EXERCISE → Rescale the part of the items that opens with the first line and closes with the line containing "point(429, 191)": reproduce every line, requests included, and multiply each point coordinate in the answers by 0.35. Round the results to whole numbers, with halves going up.
▬▬▬▬▬▬▬▬▬▬
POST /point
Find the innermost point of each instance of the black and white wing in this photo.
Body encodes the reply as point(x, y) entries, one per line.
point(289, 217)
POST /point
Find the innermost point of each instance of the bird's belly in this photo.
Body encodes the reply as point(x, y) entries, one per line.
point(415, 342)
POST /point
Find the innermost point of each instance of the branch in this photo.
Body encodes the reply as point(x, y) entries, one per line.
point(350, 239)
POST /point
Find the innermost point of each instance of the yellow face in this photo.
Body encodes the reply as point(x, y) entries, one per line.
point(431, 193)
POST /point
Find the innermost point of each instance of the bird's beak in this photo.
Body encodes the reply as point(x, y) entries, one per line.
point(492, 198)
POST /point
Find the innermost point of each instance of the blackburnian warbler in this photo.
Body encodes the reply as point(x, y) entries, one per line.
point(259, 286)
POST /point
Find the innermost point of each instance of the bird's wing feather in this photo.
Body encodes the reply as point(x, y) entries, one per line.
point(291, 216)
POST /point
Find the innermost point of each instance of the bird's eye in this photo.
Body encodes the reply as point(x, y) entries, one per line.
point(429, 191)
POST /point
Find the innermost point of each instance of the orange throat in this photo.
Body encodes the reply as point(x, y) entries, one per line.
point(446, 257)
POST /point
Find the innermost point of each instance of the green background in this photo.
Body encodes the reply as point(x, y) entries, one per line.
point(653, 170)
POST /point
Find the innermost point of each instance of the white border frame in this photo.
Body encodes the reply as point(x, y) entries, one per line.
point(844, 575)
▬▬▬▬▬▬▬▬▬▬
THE RESPONSE →
POST /point
Find the innermost point of each instance of the black and white wing in this photo.
Body encodes the reply as point(x, y) entries, one per line.
point(101, 76)
POST /point
Find the innermost point of each instance of the bird's belly in this photo.
Body encodes the reply as point(x, y) entries, one per line.
point(145, 120)
POST /point
Find the innermost point of each instance of the branch in this photo.
Body encodes the reply as point(x, y) entries, one per line.
point(123, 84)
POST /point
Find the innermost point of each instance of the yellow face in this photo.
Body encodes the reply as point(x, y) entries, one per line.
point(151, 68)
POST /point
Find the innermost point of each instance of the bird's beak in this photo.
Body encodes the reply as point(x, y) entries, one per line.
point(172, 69)
POST /point
Find the innermost point of each instance of the blackburnian warbler in this photo.
Body encodes the reply as point(x, y) entries, one per line.
point(91, 100)
POST /point
Find the innermost point of each instance of the bird's wing feather in this photo.
Body encodes the reply as point(x, y) entries, one per line.
point(102, 76)
POST /point
Find the innermost point of each instance of the bird's eye in this photo.
Body encodes the reply as point(x, y) entries, one per line.
point(150, 67)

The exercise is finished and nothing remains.